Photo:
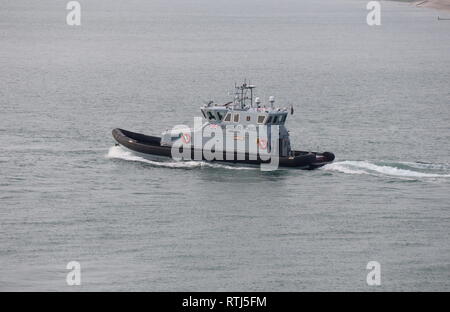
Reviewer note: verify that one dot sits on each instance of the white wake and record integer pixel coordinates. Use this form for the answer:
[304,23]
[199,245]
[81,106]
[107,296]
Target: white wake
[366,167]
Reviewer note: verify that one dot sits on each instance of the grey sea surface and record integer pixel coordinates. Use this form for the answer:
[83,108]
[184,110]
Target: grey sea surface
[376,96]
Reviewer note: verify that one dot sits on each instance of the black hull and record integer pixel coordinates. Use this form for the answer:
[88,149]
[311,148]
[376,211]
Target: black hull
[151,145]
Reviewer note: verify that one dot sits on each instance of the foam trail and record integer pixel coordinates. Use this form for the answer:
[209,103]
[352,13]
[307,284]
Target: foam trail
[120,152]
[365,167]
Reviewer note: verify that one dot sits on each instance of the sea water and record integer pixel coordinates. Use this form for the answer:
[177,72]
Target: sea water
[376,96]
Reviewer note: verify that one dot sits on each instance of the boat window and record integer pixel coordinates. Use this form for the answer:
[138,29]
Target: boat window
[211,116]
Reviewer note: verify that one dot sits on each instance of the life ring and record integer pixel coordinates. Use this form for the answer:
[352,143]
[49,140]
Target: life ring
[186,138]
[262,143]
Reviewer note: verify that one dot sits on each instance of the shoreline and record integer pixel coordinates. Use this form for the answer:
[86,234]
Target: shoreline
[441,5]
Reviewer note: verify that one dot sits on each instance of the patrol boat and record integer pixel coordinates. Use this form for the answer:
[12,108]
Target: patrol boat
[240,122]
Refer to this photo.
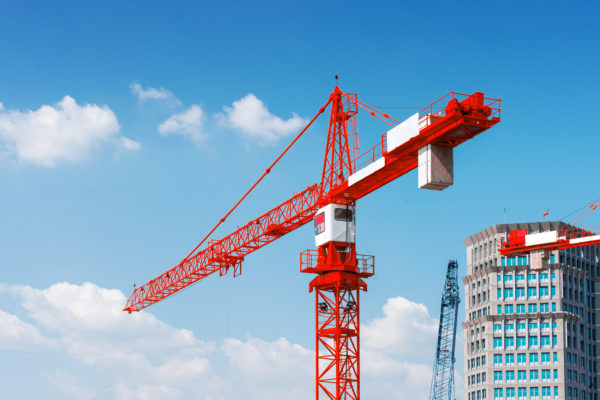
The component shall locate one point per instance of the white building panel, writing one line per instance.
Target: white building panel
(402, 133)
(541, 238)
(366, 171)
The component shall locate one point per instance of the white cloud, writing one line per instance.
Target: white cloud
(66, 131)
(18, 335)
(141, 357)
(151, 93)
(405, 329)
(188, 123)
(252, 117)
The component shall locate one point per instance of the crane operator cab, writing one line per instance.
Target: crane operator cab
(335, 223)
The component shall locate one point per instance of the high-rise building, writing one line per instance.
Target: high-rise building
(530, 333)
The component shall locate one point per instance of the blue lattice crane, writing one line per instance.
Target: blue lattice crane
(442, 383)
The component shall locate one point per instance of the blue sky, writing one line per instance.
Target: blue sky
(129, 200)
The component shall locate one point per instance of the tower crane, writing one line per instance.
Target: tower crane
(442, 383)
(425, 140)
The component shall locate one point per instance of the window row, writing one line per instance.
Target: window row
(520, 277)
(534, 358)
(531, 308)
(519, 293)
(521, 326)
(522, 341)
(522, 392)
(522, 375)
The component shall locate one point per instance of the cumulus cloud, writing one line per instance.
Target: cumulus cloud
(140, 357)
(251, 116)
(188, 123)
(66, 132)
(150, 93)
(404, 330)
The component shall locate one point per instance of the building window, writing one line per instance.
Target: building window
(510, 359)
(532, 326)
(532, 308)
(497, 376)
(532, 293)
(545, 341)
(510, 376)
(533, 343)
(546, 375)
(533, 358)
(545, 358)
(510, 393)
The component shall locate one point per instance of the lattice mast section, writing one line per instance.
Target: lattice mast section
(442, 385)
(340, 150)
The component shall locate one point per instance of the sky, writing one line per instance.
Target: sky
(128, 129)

# # # # # # #

> Work instructions: Could you return all the entries exactly as they appear, minus the pictures?

> The answer:
Photo:
Reviewer note: verify that one dot sits on each instance of the white wake and record integer pixel coordinates. Use this form for the answer:
[304,23]
[199,245]
[81,106]
[107,296]
Target: white wake
[366,167]
Reviewer note: verify that one dot sits on each instance of the grey sea surface and record integer pixel coordinates. Use this form for the answer:
[83,108]
[184,110]
Target: grey sea surface
[376,96]
Reviewer note: verify that one dot sits on each instance of the black hull and record integer pixel coordinates. Use this form for the answer:
[88,149]
[311,148]
[376,211]
Target: black hull
[151,145]
Reviewer note: verify that one dot sits on each instance of the foam trail and record integer pixel coordinates. Use this form for the answer:
[209,103]
[352,13]
[307,284]
Target: foam trail
[120,152]
[365,167]
Reviewer note: verify that one dot sits on each instance of the sea water and record integer pixel coordinates. Use this form for the answer:
[177,72]
Target: sea water
[376,96]
Reviewer note: verify that one dot sits on each instance of the boat window and record integer pixel coordinates. Use this form for the answer:
[138,29]
Target: boat window
[211,116]
Reviewer note: verify that one dot sits on each instance of the life ring and record integer pixel coordinates. Use this form for the answer:
[352,143]
[49,140]
Target: life ring
[186,138]
[262,143]
Reviewer note: verify that one dot sits on each instance of the shoreline and record integer pixel coordinates. Use this form for the answer:
[86,234]
Target: shoreline
[441,5]
Reviewer note: verify that one dot sits on each instance of the patrol boat and record integer pixel coordinates. Use this form for the answer:
[12,108]
Target: patrol boat
[240,122]
Refer to this photo.
The component shall locate one point per instance of the white building panel, writing one line per instance.
Target: white building panel
(402, 133)
(541, 238)
(366, 171)
The component shall locate one point per instance of the white cloud, writing one line per instance.
Target: white cloud
(66, 131)
(18, 335)
(141, 357)
(151, 93)
(405, 329)
(188, 123)
(252, 117)
The component shall locate one point per instance of the crane operator cab, writing one line per instance.
Target: crane operator cab
(335, 223)
The component shall locate one point per instance of the high-rise building, writing one line per instance.
Target: high-rise building
(530, 333)
The component shall locate one point per instance of the blue lattice crane, writing one line per instance.
Target: blue lattice crane
(442, 383)
The component shall locate one point per instance of the blue sky, writing one line per instance.
Target: blue sky
(129, 200)
The component shall locate one point per instance of the tower crane, writing one line per instance.
Target: tower crane
(442, 383)
(425, 140)
The component shall locate one point per instance of the window row, writing one line per instance.
Target: window row
(520, 277)
(534, 358)
(531, 308)
(519, 293)
(521, 326)
(522, 341)
(522, 392)
(522, 375)
The component shall locate one point per instance of the cumulus cloud, writing one line per instance.
Target: cumulus cloud
(140, 357)
(251, 116)
(188, 123)
(66, 132)
(150, 93)
(404, 330)
The component shall locate one point per instance of the building window, writing one line per instance.
Target: building window
(510, 359)
(532, 326)
(532, 308)
(497, 376)
(532, 293)
(545, 341)
(510, 376)
(533, 343)
(546, 375)
(533, 358)
(545, 358)
(510, 393)
The component shall locate one point per instance of the lattice mast section, writing one line per instance.
Target: lattice mast section
(442, 385)
(340, 150)
The component shall locate one point per instance of the sky, writing one line per instance.
Target: sky
(128, 129)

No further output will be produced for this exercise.